§ Given instruction: Give all the records again with the pictures left out, replacing "single marker" with "single dot" everywhere and keeping everything else the same.

§ Task inputs:
* * * * *
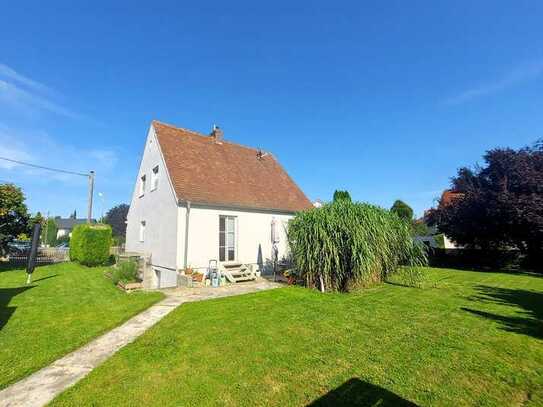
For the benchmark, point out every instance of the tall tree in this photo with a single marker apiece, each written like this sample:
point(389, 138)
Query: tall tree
point(403, 210)
point(116, 218)
point(13, 214)
point(499, 204)
point(341, 195)
point(49, 232)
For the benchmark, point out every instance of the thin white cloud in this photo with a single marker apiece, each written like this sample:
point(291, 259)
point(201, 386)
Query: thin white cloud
point(9, 73)
point(518, 75)
point(19, 98)
point(22, 145)
point(26, 96)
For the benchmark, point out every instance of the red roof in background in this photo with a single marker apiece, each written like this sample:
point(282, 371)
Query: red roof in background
point(448, 196)
point(207, 171)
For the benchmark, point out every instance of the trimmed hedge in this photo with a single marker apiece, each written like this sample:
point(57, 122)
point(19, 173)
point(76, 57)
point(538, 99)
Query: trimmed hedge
point(90, 244)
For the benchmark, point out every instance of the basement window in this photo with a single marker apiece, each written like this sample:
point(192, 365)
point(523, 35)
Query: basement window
point(227, 238)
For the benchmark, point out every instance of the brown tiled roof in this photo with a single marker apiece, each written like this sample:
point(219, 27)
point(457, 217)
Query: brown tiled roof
point(448, 197)
point(222, 173)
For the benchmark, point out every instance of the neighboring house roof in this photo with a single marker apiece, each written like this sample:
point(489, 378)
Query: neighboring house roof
point(70, 223)
point(207, 170)
point(448, 197)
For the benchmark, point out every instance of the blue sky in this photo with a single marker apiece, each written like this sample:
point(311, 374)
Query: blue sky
point(384, 99)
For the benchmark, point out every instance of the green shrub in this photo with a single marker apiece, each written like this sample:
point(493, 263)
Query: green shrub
point(126, 272)
point(344, 244)
point(90, 244)
point(63, 239)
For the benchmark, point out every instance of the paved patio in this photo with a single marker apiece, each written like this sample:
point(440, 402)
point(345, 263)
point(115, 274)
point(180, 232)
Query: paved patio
point(43, 386)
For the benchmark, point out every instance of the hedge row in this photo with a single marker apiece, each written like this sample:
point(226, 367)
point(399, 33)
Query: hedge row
point(90, 244)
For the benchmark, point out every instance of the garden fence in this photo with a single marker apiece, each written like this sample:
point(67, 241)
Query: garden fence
point(48, 255)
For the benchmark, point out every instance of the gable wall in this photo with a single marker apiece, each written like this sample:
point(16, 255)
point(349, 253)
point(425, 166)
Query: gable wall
point(158, 209)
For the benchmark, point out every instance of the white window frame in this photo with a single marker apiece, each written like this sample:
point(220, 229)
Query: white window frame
point(225, 247)
point(143, 182)
point(143, 224)
point(154, 177)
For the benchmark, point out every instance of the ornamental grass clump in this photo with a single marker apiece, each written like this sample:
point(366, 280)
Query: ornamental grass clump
point(345, 244)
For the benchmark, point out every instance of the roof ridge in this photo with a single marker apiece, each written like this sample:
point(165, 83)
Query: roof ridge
point(197, 133)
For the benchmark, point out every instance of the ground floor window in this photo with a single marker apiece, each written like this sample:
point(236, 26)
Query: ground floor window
point(227, 238)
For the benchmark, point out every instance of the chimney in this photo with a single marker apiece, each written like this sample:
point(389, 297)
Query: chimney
point(217, 134)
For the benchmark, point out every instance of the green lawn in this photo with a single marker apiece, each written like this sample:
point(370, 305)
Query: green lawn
point(467, 338)
point(65, 307)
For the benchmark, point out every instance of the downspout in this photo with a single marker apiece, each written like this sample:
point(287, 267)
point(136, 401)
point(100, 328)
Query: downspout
point(187, 219)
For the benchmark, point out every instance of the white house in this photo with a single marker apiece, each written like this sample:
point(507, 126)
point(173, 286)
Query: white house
point(200, 198)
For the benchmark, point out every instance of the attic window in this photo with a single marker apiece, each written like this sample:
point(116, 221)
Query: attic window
point(154, 178)
point(142, 231)
point(143, 181)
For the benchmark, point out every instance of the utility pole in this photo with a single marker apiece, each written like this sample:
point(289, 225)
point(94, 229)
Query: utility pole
point(91, 193)
point(47, 229)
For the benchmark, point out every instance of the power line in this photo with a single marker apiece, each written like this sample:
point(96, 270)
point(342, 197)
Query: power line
point(45, 168)
point(90, 177)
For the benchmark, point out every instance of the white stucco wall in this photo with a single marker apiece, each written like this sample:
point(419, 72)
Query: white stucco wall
point(158, 208)
point(253, 230)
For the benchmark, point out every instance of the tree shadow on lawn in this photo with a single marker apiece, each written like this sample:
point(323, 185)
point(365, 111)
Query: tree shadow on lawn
point(531, 303)
point(6, 294)
point(356, 392)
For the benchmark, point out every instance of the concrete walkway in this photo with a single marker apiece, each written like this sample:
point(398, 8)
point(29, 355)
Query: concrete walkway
point(43, 386)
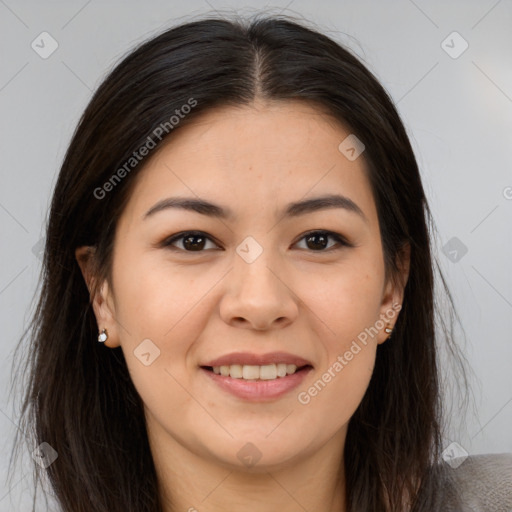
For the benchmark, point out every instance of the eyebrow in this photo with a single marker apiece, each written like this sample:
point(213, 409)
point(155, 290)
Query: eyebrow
point(291, 210)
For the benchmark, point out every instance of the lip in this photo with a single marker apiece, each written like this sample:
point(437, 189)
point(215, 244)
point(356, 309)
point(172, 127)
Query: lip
point(258, 390)
point(247, 358)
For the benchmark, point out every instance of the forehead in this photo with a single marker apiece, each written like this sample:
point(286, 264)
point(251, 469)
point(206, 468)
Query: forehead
point(252, 155)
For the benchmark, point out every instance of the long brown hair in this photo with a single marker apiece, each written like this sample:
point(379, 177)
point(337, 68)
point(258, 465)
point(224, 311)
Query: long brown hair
point(79, 397)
* * * * *
§ Output below:
For the benchmark, point out every instance of the tall tree in this photo with a single dot apiece, each written like this sample:
point(389, 138)
Query: tall tree
point(403, 210)
point(116, 218)
point(13, 214)
point(499, 204)
point(341, 195)
point(49, 232)
For the benchmark, point out every instance of the thin white cloud in this photo with a single dot apiece, each written like this sample:
point(291, 259)
point(201, 386)
Query: thin white cloud
point(9, 73)
point(518, 75)
point(19, 98)
point(22, 145)
point(26, 96)
For the benchmark, point out every instance of the red roof in background in this photo with a single dot apiece, each written like this sample:
point(282, 371)
Query: red roof in background
point(448, 196)
point(207, 171)
For the benchmark, point out every instance of the trimmed hedge in this photo with a single dot apiece, each written like this sample:
point(57, 122)
point(19, 173)
point(76, 57)
point(538, 99)
Query: trimmed hedge
point(90, 244)
For the benchmark, point out every instance of the basement window in this photo with a single dot apiece, each written like this sample:
point(192, 365)
point(523, 35)
Query: basement window
point(227, 238)
For the benchmark, point out every instance of the brown tiled roof in this photo with a single dot apiece, each written like this sample:
point(219, 27)
point(457, 217)
Query: brown tiled roof
point(448, 197)
point(222, 173)
For the benchmark, point out every instance of the neighboring house roof in this photo with a single dot apiece, each written like this sample:
point(489, 378)
Query: neighboring house roof
point(70, 223)
point(207, 170)
point(448, 197)
For the benchmark, point out every instance of the blue sky in this photo with a single dot apiece, each written like this sample:
point(311, 374)
Query: blue sky
point(384, 99)
For the benchmark, point out every instance of the green shrub in this photo with a single dot apiece, each written like this sample:
point(493, 263)
Query: green shrub
point(126, 272)
point(344, 244)
point(90, 244)
point(63, 239)
For the benchmark, point out every instance of the paved patio in this photo with a single dot apiece, each written like this sample:
point(440, 402)
point(345, 263)
point(115, 274)
point(180, 232)
Query: paved patio
point(43, 386)
For the benchmark, point out every instance of the hedge row in this photo with a single dot apiece, each written like this sample:
point(226, 367)
point(399, 33)
Query: hedge row
point(90, 244)
For the benchmark, point out every instance of the garden fence in this photo with a single dot apiece, each written like this sample:
point(67, 241)
Query: garden fence
point(48, 255)
For the benchmark, point out every instance of the gable wall in this photo with a single dot apiece, each written like this sample:
point(16, 255)
point(349, 253)
point(425, 166)
Query: gable wall
point(158, 209)
For the benchmark, point out every instance of the white window frame in this photo with a single dot apiece, each written like this sample:
point(220, 229)
Query: white window frame
point(225, 247)
point(143, 182)
point(143, 224)
point(154, 177)
For the benchmark, point out every instance of the ornamental grass clump in this photo with a single dot apiece, each written like this sample:
point(366, 280)
Query: ornamental grass clump
point(345, 244)
For the benchmark, point out every instance of the roof ridge in this photo with a single dot apiece, each written like this sample:
point(165, 83)
Query: roof ridge
point(197, 133)
For the benchmark, point out every instance of the ground floor window in this photo with a single dot apiece, each written like this sample:
point(236, 26)
Query: ground floor window
point(227, 238)
For the benchmark, point out every instance of the chimney in this photo with a single dot apiece, each written like this sample:
point(389, 297)
Query: chimney
point(217, 134)
For the benchmark, point out every instance of the green lawn in this photo with a single dot apiece, each written like this sample:
point(370, 305)
Query: green lawn
point(467, 338)
point(65, 307)
For the benchmark, point out every instance of the downspout in this photo with a single dot apiece, each written like this sample:
point(287, 267)
point(136, 401)
point(100, 328)
Query: downspout
point(187, 219)
For the benchmark, point out every instance of the white house in this photo with a single dot apiece, each written like this sample:
point(507, 126)
point(173, 286)
Query: white house
point(200, 198)
For the benchmark, point out every instance of the attic window in this photo with a single dot apiece, each written like this sample:
point(116, 221)
Query: attic window
point(154, 178)
point(142, 231)
point(143, 181)
For the benchmark, point out every instance of the utility pole in this photo with a single dot apiece, each written like this sample:
point(289, 225)
point(94, 229)
Query: utility pole
point(91, 193)
point(47, 229)
For the benchmark, point out every instance of the power line in this photo with a single dot apiece, each written like this sample:
point(96, 270)
point(342, 197)
Query: power line
point(45, 168)
point(90, 177)
For the benchmark, point out every instance of the white stucco wall in this photo with a single dot apiece, each written like this sample:
point(419, 72)
Query: white stucco wall
point(158, 208)
point(253, 230)
For the benchmark, point out every instance of the tree shadow on lawn in this photo with a single dot apiece, each written like this sample:
point(323, 185)
point(365, 111)
Query: tree shadow on lawn
point(531, 303)
point(6, 294)
point(356, 392)
For the benchmark, point out every instance of the concrete walkway in this photo with a single dot apiece, each written like this sample:
point(398, 8)
point(29, 355)
Query: concrete walkway
point(43, 386)
For the benchmark, point out every instance of the eyebrow in this photo with a single dot apiece, each written like this sample:
point(213, 409)
point(155, 290)
Query: eyebrow
point(291, 210)
For the benchmark, point out every instance of the lip in this photo with a single dot apiece, each written like this sample:
point(437, 189)
point(215, 244)
point(356, 309)
point(172, 127)
Query: lip
point(258, 390)
point(247, 358)
For the benchmark, point out every instance of the forehead in this photo with a single dot apiece, each written like this sample:
point(286, 264)
point(251, 469)
point(206, 468)
Query: forehead
point(252, 155)
For the benchmark, point out every instance of the long brown hair in this photo with a single dot apiece, each written like this sample:
point(379, 177)
point(337, 68)
point(258, 465)
point(224, 311)
Query: long brown hair
point(79, 397)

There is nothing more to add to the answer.